[START OF Data excerpts]
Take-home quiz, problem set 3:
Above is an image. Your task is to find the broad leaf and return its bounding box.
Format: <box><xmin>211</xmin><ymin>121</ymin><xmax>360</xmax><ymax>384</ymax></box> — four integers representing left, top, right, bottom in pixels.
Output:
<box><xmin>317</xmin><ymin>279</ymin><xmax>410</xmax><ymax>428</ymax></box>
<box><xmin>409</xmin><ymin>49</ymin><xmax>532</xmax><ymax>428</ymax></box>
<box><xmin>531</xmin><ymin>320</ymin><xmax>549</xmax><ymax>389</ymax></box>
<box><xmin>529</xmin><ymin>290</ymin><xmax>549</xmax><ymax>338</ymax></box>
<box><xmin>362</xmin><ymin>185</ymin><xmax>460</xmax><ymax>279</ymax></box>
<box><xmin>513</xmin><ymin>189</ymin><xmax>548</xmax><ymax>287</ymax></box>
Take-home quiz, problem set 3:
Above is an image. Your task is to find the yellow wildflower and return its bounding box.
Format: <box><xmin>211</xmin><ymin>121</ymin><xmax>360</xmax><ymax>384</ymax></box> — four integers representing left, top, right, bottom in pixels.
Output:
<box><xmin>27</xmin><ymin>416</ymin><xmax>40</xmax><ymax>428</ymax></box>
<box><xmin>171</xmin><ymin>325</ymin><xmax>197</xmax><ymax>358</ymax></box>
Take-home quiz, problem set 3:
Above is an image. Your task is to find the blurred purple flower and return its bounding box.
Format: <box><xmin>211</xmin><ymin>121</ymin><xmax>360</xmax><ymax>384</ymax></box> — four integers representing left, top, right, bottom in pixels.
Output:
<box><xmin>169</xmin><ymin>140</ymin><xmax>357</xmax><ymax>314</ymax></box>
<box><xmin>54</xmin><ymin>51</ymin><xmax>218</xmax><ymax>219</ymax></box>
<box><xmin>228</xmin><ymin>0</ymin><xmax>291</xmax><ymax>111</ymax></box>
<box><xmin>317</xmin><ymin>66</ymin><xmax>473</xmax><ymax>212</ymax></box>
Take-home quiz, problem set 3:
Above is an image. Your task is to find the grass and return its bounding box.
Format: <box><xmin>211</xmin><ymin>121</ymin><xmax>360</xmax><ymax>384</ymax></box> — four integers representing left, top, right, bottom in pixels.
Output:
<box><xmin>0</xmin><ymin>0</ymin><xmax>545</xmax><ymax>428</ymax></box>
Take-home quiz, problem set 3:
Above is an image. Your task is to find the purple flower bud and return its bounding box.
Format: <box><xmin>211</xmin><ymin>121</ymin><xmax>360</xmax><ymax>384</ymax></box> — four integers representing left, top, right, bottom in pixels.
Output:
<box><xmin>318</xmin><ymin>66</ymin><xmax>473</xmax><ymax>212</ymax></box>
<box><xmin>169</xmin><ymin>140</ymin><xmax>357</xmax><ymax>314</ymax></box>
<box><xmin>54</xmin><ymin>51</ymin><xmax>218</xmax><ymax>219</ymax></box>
[END OF Data excerpts]
Pull out each line of the material that contains the string "find", treating case as significant.

### Response to the task:
Above is an image. Your task is to find the broad leaf and return its bounding box.
Above is an image. Your task is to find the yellow wildflower and return its bounding box.
Above is an image. Your task is to find the blurred purple flower and return its bounding box.
Above is an image. Your task is to find the grass and return its bounding box.
Above is an image. Your task is to find the purple flower bud and return its bounding box.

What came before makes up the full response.